# The request:
Collect every line in the items below that contains the string "handle". Uppercase and lowercase letters count as different.

# Exercise material:
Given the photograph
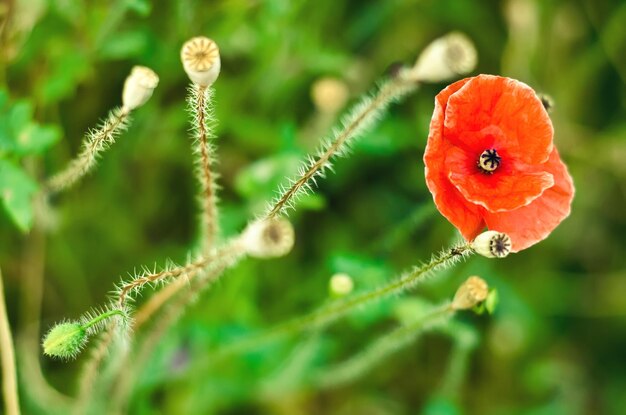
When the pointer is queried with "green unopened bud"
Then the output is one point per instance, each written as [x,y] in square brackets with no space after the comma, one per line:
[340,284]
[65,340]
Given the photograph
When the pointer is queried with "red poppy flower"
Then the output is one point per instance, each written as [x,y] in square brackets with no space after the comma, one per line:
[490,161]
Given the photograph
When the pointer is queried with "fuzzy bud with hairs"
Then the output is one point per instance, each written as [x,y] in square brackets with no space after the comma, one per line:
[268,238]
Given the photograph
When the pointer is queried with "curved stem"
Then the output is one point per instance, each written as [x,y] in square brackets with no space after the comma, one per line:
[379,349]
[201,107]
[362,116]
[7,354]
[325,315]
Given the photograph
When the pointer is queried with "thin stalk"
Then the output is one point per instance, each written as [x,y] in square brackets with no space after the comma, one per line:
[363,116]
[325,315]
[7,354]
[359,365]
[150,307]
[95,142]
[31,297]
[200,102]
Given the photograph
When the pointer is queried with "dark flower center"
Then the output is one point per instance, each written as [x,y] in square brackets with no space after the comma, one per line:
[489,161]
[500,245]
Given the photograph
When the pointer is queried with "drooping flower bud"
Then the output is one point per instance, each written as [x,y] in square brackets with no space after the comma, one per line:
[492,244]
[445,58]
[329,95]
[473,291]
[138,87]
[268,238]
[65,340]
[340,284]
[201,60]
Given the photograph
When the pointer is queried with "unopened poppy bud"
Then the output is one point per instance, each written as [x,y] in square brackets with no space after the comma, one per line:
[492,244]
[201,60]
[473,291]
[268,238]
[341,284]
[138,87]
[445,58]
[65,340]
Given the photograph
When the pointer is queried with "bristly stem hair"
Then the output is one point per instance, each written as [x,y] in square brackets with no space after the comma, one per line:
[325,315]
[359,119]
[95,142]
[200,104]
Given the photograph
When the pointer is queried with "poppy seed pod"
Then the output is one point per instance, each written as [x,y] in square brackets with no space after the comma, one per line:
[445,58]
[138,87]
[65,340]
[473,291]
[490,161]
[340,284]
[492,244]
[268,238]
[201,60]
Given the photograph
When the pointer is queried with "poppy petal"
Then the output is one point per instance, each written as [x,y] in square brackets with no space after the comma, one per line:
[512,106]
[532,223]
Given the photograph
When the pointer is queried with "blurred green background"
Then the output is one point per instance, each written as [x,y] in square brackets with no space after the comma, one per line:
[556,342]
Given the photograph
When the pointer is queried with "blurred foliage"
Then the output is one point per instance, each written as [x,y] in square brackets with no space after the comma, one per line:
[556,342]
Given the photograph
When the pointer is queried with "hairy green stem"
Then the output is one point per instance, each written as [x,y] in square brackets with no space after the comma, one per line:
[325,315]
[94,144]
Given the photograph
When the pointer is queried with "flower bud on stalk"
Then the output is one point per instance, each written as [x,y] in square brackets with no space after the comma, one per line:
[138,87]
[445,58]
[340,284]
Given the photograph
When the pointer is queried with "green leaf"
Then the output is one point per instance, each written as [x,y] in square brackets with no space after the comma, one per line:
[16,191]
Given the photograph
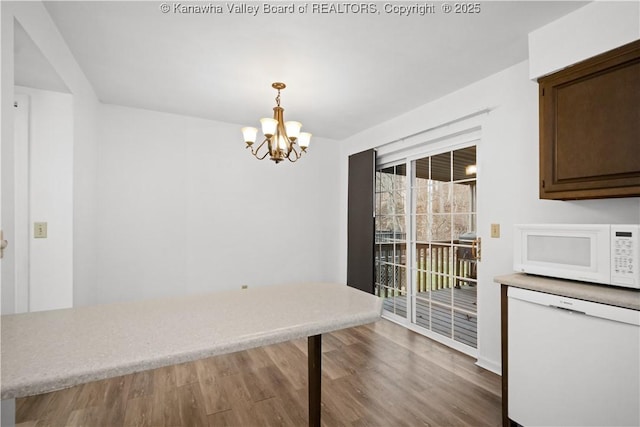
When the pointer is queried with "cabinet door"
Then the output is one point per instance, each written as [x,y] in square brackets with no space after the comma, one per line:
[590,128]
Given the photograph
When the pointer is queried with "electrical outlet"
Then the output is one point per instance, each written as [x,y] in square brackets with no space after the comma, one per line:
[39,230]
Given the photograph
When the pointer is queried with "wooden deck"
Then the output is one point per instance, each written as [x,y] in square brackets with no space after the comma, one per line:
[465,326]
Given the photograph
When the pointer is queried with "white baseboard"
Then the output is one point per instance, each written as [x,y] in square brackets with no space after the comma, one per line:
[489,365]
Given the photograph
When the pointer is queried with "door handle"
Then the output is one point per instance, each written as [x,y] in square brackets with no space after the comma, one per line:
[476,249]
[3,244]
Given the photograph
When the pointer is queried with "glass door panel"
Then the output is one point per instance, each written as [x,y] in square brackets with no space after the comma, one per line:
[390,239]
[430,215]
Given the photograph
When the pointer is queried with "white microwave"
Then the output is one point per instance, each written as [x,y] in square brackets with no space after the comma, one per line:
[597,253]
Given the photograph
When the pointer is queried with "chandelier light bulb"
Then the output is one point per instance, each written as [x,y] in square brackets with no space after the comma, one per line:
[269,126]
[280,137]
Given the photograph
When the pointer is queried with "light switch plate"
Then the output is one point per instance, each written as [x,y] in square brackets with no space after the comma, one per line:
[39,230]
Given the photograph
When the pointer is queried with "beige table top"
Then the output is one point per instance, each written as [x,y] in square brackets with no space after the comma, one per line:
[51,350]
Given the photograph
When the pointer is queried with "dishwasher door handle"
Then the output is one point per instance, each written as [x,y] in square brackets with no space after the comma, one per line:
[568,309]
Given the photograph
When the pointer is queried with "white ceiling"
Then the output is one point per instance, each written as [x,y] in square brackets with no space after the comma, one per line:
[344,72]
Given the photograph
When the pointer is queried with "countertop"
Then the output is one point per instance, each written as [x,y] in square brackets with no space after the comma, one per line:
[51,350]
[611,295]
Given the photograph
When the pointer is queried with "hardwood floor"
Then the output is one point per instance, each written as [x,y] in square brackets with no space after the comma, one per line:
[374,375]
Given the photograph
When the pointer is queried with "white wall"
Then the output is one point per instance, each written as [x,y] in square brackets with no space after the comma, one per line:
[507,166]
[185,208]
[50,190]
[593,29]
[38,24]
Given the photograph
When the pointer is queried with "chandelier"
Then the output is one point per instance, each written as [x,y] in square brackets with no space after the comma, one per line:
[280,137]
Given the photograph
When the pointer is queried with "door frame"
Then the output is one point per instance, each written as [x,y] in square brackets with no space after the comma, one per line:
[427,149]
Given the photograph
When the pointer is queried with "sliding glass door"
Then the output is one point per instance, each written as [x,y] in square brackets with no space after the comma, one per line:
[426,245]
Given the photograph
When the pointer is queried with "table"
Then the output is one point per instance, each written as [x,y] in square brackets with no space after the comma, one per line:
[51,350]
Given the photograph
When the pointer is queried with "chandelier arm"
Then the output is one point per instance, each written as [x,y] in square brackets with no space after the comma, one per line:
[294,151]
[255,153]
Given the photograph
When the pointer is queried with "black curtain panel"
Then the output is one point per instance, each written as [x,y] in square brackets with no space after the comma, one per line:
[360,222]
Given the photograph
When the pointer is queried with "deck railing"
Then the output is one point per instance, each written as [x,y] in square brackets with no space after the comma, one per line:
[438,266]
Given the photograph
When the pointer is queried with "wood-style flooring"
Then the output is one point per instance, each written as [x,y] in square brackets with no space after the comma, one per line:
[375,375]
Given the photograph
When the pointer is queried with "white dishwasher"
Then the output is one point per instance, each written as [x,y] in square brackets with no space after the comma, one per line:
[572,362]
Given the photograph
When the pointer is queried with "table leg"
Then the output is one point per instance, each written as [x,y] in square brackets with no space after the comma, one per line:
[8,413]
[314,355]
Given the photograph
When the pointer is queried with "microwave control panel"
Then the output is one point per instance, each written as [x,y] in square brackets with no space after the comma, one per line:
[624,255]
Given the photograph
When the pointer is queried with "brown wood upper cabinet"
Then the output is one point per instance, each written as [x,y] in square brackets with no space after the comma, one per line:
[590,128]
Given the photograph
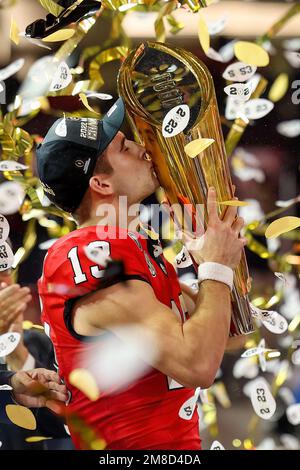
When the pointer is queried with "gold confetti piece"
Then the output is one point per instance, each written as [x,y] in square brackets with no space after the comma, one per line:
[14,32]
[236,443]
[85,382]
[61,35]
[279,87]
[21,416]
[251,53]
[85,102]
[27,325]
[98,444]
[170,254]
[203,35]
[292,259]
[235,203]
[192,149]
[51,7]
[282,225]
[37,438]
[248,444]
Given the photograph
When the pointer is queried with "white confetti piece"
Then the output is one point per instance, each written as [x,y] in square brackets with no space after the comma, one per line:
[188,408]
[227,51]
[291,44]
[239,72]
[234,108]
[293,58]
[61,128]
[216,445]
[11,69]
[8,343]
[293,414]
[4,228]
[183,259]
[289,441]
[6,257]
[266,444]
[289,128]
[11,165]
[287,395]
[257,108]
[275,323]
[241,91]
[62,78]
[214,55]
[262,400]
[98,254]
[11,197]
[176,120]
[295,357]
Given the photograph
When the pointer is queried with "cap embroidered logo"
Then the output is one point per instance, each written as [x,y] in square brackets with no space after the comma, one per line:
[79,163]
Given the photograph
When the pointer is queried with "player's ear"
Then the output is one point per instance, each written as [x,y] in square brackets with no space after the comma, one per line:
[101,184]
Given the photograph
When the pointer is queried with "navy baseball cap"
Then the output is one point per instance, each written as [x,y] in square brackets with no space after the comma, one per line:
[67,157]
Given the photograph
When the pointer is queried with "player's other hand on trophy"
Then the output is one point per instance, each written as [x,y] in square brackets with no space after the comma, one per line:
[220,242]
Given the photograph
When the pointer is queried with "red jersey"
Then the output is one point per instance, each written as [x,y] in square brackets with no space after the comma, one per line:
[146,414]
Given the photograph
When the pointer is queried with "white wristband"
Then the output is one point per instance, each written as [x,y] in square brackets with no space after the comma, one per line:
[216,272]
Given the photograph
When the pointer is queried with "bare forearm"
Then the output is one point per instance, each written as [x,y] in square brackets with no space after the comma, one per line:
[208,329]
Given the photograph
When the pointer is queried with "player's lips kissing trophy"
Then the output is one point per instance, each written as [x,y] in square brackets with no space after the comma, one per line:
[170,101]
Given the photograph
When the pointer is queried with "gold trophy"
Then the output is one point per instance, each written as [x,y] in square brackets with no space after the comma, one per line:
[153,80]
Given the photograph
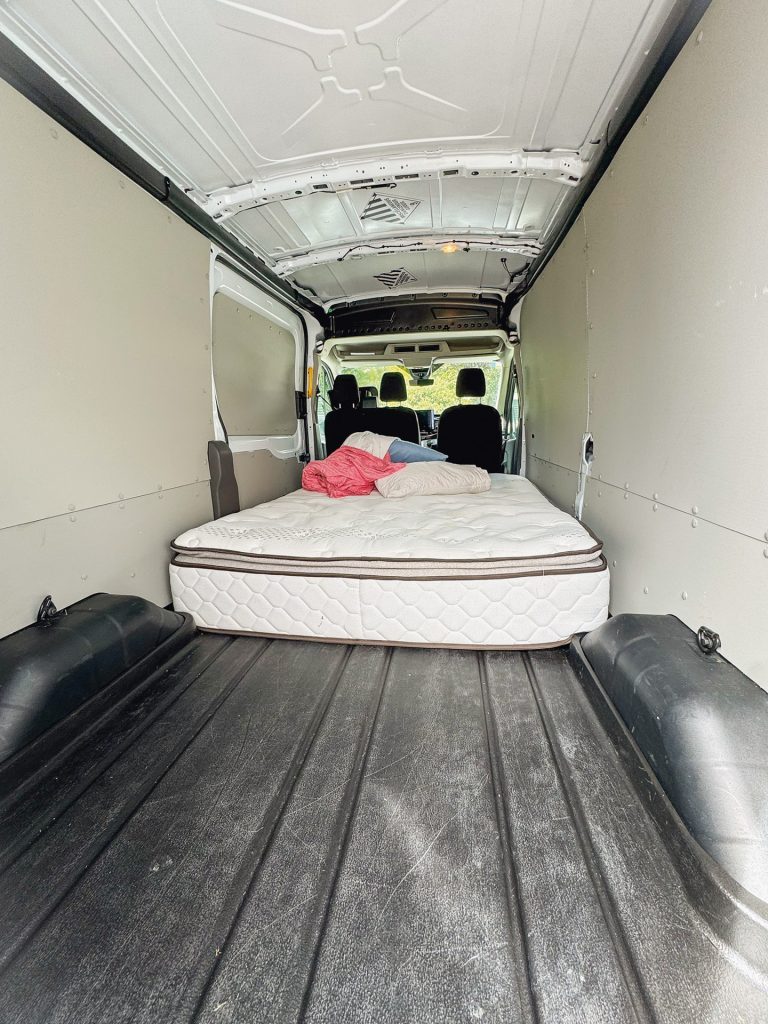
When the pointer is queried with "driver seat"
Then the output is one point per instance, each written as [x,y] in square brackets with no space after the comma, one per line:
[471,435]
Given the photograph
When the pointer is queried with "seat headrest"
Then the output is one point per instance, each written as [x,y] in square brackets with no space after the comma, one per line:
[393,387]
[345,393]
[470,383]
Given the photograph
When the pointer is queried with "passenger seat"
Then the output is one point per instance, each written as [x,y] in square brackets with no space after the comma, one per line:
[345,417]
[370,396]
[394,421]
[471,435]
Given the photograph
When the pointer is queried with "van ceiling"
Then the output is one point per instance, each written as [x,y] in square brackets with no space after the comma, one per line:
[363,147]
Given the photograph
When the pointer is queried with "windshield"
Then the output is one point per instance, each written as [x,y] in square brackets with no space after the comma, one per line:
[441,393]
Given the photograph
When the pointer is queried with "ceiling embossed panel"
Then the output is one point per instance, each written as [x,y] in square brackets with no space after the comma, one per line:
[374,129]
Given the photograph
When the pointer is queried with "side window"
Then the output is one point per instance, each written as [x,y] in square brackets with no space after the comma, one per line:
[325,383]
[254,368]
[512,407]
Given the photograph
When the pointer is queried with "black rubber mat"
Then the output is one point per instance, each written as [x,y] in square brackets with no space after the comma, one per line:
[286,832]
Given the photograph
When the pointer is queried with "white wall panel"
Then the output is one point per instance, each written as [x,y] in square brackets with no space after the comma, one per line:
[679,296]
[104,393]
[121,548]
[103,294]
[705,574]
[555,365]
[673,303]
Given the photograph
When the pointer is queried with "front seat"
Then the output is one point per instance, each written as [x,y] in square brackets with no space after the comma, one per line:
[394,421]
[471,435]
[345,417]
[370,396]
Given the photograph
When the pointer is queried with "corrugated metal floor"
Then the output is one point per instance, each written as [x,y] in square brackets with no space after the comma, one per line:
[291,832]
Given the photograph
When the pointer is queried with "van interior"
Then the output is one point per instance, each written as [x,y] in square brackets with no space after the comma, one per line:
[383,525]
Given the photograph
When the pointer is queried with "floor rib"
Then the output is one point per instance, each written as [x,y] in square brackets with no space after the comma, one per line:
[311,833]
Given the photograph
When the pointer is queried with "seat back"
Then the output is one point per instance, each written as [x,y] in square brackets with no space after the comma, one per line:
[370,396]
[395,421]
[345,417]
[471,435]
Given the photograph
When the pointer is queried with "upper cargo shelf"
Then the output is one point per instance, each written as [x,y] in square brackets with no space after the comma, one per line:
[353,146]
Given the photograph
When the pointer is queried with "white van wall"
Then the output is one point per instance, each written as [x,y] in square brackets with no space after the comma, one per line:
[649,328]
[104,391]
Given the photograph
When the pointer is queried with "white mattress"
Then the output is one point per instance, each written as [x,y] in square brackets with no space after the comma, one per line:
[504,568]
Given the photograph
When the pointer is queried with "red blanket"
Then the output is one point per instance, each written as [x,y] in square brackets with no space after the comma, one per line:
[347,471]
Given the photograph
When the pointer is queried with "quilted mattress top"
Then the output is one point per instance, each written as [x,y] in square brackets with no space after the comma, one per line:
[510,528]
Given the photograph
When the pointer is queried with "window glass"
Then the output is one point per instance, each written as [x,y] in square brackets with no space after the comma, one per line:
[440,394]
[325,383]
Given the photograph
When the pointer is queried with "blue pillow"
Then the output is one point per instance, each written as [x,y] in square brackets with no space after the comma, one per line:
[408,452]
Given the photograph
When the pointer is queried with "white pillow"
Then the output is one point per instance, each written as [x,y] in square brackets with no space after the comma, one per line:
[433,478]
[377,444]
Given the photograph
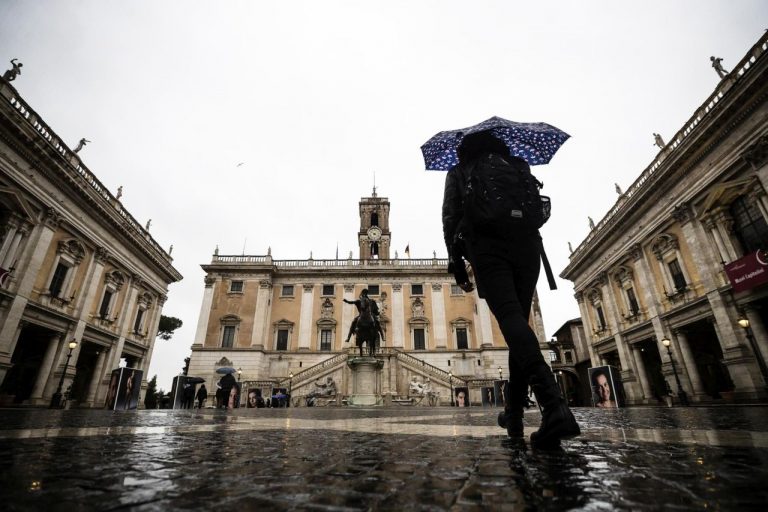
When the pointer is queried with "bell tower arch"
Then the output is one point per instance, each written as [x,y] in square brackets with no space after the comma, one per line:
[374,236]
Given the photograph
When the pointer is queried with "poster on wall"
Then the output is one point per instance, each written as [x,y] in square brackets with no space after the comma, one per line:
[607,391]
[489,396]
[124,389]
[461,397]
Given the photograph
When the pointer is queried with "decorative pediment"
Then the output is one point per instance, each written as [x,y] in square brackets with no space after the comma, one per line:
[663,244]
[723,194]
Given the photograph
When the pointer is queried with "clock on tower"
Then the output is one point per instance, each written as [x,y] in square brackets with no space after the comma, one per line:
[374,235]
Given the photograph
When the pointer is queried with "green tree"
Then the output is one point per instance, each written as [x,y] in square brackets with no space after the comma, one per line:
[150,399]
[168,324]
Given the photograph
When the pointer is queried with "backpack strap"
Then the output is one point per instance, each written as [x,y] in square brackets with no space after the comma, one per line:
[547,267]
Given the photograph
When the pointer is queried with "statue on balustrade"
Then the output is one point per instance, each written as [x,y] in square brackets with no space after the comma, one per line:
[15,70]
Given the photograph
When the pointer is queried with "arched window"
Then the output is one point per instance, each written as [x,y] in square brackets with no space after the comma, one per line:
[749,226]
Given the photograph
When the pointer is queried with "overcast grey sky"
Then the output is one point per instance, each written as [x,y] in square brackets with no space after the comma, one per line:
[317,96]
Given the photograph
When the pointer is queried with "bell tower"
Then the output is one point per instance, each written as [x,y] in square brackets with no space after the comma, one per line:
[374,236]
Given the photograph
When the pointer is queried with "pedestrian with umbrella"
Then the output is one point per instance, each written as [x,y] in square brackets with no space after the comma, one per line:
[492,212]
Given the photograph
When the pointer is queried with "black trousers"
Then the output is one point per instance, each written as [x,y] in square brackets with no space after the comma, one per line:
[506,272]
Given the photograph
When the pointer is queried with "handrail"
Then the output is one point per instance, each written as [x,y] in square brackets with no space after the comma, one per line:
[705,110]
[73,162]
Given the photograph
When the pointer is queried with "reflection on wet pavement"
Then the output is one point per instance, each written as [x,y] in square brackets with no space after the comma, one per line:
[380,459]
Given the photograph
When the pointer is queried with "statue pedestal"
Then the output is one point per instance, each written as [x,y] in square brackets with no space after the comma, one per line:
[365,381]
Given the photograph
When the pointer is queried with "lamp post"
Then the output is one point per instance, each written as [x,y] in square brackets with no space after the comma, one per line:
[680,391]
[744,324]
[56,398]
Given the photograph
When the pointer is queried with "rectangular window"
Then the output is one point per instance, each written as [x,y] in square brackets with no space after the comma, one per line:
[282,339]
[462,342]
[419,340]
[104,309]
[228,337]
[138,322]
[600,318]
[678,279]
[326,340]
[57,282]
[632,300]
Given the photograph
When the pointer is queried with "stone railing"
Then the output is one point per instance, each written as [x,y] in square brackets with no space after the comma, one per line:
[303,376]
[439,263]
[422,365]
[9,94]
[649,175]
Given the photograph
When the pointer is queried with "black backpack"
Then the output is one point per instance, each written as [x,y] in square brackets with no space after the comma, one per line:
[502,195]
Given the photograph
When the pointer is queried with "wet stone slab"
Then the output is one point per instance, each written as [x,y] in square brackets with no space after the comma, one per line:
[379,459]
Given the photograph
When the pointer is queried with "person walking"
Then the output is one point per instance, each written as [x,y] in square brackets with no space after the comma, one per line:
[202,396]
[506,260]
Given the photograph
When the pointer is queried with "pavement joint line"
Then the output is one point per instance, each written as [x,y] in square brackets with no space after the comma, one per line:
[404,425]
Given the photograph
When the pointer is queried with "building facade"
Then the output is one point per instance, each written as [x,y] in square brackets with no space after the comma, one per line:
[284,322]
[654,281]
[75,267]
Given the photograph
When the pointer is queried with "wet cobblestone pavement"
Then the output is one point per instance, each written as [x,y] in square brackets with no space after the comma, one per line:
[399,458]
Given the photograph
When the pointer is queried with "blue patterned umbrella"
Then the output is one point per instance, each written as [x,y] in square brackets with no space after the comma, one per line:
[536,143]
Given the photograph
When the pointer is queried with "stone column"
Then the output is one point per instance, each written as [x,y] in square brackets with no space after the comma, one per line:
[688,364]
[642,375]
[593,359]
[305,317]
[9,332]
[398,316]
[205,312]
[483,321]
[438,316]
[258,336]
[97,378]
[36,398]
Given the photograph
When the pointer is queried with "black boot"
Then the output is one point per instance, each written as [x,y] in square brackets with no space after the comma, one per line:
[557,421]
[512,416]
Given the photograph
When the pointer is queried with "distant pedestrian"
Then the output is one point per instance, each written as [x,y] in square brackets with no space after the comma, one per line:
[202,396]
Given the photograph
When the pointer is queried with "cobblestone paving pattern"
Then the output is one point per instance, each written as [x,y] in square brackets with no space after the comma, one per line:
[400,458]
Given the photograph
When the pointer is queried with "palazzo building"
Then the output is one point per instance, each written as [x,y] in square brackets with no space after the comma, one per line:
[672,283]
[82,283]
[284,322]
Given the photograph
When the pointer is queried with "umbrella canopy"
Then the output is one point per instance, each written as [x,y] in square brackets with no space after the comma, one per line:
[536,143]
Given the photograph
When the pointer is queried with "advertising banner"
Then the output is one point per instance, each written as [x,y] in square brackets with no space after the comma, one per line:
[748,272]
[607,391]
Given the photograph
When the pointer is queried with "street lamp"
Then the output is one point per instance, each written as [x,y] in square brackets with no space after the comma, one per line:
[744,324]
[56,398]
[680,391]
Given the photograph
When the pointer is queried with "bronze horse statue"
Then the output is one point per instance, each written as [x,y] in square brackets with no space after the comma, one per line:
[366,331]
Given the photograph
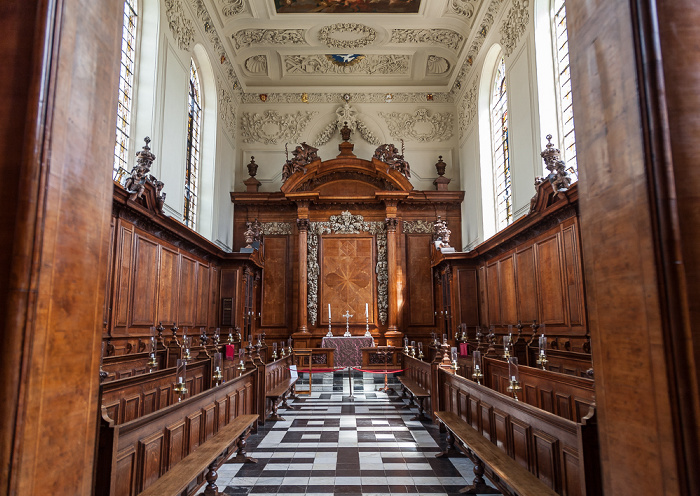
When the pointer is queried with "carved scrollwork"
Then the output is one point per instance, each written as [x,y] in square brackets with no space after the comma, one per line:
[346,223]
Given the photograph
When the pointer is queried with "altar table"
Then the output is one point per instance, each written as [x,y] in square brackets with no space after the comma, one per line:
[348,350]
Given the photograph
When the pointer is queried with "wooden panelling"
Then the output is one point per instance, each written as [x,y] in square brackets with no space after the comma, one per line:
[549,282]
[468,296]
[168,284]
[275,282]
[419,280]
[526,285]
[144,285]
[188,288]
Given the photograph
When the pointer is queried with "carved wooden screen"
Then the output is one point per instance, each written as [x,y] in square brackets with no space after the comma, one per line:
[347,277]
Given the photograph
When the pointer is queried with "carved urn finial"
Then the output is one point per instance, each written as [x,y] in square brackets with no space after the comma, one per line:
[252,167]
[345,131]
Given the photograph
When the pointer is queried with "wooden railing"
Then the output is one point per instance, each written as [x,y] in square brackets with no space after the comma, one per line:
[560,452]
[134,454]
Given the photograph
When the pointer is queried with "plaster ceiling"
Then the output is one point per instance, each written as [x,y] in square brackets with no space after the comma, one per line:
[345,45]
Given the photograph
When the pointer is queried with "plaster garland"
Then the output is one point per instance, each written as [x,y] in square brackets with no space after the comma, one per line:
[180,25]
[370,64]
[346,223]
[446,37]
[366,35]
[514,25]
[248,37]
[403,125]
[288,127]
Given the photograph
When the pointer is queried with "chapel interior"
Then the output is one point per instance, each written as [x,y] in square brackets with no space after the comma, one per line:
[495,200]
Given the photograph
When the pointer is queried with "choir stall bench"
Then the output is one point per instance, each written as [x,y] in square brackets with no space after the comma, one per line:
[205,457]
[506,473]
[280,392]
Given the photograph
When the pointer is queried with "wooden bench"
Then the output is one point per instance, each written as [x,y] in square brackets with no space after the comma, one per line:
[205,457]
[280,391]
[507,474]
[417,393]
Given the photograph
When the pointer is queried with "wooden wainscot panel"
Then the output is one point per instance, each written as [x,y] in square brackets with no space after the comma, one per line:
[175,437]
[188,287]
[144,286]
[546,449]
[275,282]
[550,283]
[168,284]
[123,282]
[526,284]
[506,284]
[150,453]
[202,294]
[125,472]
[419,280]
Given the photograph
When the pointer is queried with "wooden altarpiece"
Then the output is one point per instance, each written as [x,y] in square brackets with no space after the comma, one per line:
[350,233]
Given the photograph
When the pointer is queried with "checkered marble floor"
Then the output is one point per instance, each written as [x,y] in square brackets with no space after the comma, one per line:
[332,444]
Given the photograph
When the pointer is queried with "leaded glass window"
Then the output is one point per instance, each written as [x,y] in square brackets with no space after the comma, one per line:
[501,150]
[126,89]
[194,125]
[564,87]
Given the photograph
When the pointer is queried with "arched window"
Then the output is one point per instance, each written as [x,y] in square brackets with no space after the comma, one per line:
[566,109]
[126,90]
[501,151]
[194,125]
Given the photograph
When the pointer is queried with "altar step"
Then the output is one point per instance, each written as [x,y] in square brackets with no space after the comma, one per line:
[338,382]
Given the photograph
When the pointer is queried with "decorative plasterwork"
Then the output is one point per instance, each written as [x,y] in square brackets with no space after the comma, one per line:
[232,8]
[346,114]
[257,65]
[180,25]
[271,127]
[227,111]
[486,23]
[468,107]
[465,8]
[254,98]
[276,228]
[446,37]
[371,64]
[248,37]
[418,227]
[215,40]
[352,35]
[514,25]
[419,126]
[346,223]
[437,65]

# Expected output:
When the pointer is queried with "door handle"
When the pointer is queried with "dishwasher door handle"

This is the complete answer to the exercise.